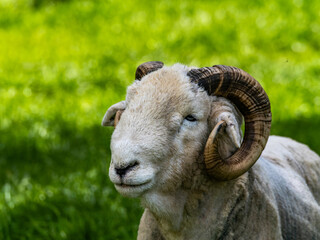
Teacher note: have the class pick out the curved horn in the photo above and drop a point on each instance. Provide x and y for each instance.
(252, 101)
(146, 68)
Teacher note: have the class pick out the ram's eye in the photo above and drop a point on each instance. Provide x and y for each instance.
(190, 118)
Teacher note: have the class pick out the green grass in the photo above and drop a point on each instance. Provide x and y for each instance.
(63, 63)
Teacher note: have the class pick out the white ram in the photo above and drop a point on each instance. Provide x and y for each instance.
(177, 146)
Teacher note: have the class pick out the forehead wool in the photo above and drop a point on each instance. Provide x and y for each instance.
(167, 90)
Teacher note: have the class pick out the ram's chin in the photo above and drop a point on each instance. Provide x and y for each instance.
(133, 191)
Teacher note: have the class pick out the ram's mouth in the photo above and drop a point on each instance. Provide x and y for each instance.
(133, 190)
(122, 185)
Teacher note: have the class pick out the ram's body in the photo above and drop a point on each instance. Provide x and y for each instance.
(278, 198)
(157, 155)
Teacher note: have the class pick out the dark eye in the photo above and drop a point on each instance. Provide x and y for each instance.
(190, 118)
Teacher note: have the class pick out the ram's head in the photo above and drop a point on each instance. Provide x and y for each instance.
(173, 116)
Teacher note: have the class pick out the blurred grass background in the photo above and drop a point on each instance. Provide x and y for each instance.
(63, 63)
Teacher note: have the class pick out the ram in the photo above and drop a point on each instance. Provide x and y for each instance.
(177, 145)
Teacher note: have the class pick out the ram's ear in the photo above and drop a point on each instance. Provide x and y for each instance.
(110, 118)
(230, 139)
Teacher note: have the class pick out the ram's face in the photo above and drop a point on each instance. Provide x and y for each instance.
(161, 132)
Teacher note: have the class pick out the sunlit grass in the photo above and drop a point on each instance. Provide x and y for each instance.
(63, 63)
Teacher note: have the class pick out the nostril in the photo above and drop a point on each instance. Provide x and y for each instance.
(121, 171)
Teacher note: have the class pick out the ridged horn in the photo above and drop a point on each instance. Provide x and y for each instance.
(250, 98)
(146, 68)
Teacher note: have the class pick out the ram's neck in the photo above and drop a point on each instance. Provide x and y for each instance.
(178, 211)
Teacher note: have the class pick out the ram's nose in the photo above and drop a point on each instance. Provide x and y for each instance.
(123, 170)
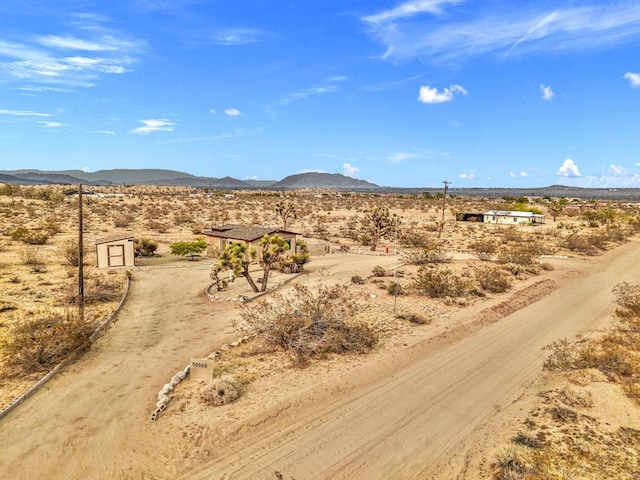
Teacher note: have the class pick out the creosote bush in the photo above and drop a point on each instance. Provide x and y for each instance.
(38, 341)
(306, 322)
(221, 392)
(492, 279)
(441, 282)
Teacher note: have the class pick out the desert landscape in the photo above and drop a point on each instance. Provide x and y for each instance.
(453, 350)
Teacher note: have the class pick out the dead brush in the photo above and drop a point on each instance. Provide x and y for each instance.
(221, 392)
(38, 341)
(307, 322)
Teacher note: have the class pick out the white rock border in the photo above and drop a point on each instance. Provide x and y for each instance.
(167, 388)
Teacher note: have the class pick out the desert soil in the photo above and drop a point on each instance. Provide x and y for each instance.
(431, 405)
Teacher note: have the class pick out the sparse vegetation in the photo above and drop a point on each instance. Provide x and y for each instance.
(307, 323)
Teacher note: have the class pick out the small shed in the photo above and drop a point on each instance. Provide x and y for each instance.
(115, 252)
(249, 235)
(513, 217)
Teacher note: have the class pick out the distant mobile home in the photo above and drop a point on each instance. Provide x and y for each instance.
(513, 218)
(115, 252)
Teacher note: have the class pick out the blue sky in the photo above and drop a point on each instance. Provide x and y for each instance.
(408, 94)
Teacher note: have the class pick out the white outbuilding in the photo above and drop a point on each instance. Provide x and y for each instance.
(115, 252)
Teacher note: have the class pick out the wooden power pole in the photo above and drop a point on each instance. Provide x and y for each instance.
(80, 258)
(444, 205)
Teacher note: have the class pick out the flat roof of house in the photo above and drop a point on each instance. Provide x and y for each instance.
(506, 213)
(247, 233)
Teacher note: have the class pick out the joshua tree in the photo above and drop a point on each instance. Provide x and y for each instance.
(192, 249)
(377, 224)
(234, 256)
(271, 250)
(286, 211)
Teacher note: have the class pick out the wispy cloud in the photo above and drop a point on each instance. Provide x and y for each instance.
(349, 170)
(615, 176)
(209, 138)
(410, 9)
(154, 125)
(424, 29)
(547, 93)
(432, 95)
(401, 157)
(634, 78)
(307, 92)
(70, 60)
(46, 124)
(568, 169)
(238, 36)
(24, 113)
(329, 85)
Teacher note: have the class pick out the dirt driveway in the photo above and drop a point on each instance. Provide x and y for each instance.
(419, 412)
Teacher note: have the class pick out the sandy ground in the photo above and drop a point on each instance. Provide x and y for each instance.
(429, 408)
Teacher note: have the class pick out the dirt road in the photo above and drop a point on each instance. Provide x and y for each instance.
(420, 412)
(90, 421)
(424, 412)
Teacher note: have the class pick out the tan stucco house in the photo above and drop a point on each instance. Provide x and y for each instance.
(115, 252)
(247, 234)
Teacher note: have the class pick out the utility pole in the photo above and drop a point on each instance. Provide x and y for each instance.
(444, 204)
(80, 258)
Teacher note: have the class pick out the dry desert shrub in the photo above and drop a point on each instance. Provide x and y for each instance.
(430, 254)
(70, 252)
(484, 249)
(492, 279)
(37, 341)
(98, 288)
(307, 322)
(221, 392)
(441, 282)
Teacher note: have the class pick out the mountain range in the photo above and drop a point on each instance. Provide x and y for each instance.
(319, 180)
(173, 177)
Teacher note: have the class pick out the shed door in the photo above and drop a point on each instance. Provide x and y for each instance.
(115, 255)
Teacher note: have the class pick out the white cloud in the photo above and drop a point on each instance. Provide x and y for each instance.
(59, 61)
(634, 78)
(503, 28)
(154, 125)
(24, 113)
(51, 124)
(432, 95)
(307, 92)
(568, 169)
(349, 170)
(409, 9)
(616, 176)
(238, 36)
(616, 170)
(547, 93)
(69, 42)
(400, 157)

Written request :: Restate the data above exactly, stripping out each image.

Exercise output ::
Teacher note: have the class pick out the curved horn in the photo above and drop a point on each instance. Provide x and y for each instance.
(252, 101)
(146, 68)
Teacher note: have the class pick out the ram's eye in the photo above and drop a point on each instance. Provide x and y for each instance.
(190, 118)
Teacher note: have the class pick out the green grass in the photo above and drop a point on each instance. Provide x and y for each instance.
(63, 63)
Teacher note: have the class pick out the white ram in the photo above and drop a point on each instance. Provide x and y for each instance.
(177, 146)
Teacher note: have the class pick out the forehead wool in the photo above and drop a point on each instance. Provide x and y for each instance.
(167, 90)
Teacher note: have the class pick out the ram's chin in the photo above and drop a point on each instance. Provide x and y for each instance.
(133, 191)
Teacher note: have the class pick out the ram's mouth in the photo above and drop a point on each instance. Provide x and y for each instance.
(133, 190)
(122, 185)
Teacher note: have the class pick out the ram's body in the photo above and drop a point on each instance. Provide x and y for each instance.
(278, 198)
(157, 155)
Teacher note: have the class pick out the dark eye in the photo above and drop a point on each instance. Provide x and y for each instance.
(190, 118)
Teacher note: have the class pick out the ram's head in the photo above and drop a point on each instance. Provide x and y for each instance.
(173, 116)
Teacher note: have the class pick out the blurred grass background in the photo above and drop a point on each instance. Provide x and y for each instance.
(63, 63)
Teacher note: have the class pick out the ram in the photo above and drop a point on each instance. Provide x and y for each instance.
(177, 145)
Teacher note: have the class pick out the ram's ear in the photo above and drop a point on each instance. Provide x and y for each instance.
(110, 118)
(230, 139)
Teacher note: have the class pick out the ram's face in the photo above and drop a point on each instance. Provide x and y for each instance.
(161, 132)
Teacher note: have the class pick out the sunlit grass in the photo above and drop a point on each instance. Provide x and y for each instance.
(63, 63)
Teacher note: have the class pick out the nostril in the photo above and drop a point on each instance. Provide x and y for each instance.
(121, 171)
Teacher note: have the class pick out the ridged horn in the photo above and drop a point on each instance. Provide x and y for each instance.
(250, 98)
(146, 68)
Teacher note: have the class pick out the ram's neck in the photo above and drop a point on each instance. Provide x and y for each instance.
(178, 211)
Teacher note: have the class pick out the ram's nose in the photo above and drop a point on each instance. Provide x and y for each instance.
(123, 170)
Teacher note: have the class pick out the creosote bush in the photo above and drop a point on each instance. Provide x and y for each instance.
(38, 341)
(306, 322)
(221, 392)
(492, 279)
(441, 282)
Teacher note: have the class pick out the desert landscape in the photo above and drop a point on each instance. Provide x and y for each instance.
(453, 350)
Teacher note: have the class pick out the dead brush in the photo above and drop a point on each instance. Provide x and y for each instance.
(221, 392)
(38, 341)
(307, 322)
Teacher note: have the class pick out the white rock border in the photo above and drop a point on each instance. Provide x and y for each instance.
(167, 388)
Teacher note: have the class pick out the desert soil in the photo above and drop a point on each instance. Provide x and y for each instance.
(431, 405)
Teacher note: have the class pick out the sparse vegetation in the photo above and drop a point on each instance. Provide x and y for each instance.
(307, 323)
Teacher note: have the class pick out the small shed in the photo above and drop a point on each instance. Provide x and y for each instance.
(115, 252)
(249, 235)
(513, 217)
Teacher note: have the class pick out the distant mobile home in the photo above and drop a point on each instance. Provide x and y for each instance.
(513, 218)
(115, 252)
Teacher note: have the class pick out the blue sky in the photo above and drop a point on each instance. Provide x and y for each instance.
(408, 94)
Teacher note: have the class pick out the white outbuilding in the photo above and drop a point on each instance. Provide x and y for each instance.
(115, 252)
Teacher note: have the class pick out the wooden power pole in the photo above and drop a point on each instance. Provide x and y for each instance.
(80, 258)
(444, 205)
Teacher note: have the class pick out the flat roof of house in the photo above and drop a point on each instance. Provide x and y for each instance.
(506, 213)
(247, 233)
Teacher note: have the class pick out the joshua tree in the photo above and drop a point on each instance. Provide x and y for each instance.
(192, 249)
(377, 224)
(234, 256)
(271, 250)
(286, 211)
Teacher note: have the class pick out the wispy cloud in the photo above and drop a point on each instance. Provide x and y for each instance.
(349, 170)
(615, 176)
(209, 138)
(410, 9)
(154, 125)
(424, 29)
(547, 93)
(432, 95)
(401, 157)
(634, 78)
(307, 92)
(70, 60)
(46, 124)
(568, 169)
(238, 36)
(24, 113)
(329, 85)
Teacher note: have the class pick out the dirt driveway in the photo above and drop a point on each instance. Provide x and y for each instance.
(419, 412)
Teacher note: have the class pick out the sandy ground in the photo above and drop a point on each instance. Provide x and y for each instance.
(429, 408)
Teacher note: have the class pick out the dirt road in the photo above and drop a point on each instance. Provide x and y for each instance.
(420, 412)
(90, 421)
(424, 412)
Teacher note: have the class pick out the tan stucco house in the photo above and drop a point on each instance. Provide x and y for each instance.
(115, 252)
(247, 234)
Teacher note: have the class pick out the utility pole in the photo above and drop a point on each instance. Provide x and y for each instance.
(444, 204)
(80, 258)
Teacher note: have the class pick out the dry desert shrub in the photo above and drop a point on each instance. Provide x and y for each instance.
(430, 254)
(70, 252)
(484, 249)
(492, 279)
(37, 341)
(98, 288)
(307, 322)
(221, 392)
(441, 282)
Teacher note: have the class pick out the mountain range in the photo above and drop a point on each instance. Provide x and y for each instance.
(319, 180)
(173, 177)
Teacher note: have the class pick out the shed door in the photo above and drop a point on each instance. Provide x and y for each instance.
(115, 255)
Teacher note: have the class pick out the white cloud in the photo above and drop a point on each instance. Provide x and y for each instance.
(59, 61)
(634, 78)
(503, 28)
(154, 125)
(24, 113)
(51, 124)
(432, 95)
(307, 92)
(568, 169)
(349, 170)
(409, 9)
(616, 176)
(238, 36)
(616, 170)
(547, 93)
(69, 42)
(400, 157)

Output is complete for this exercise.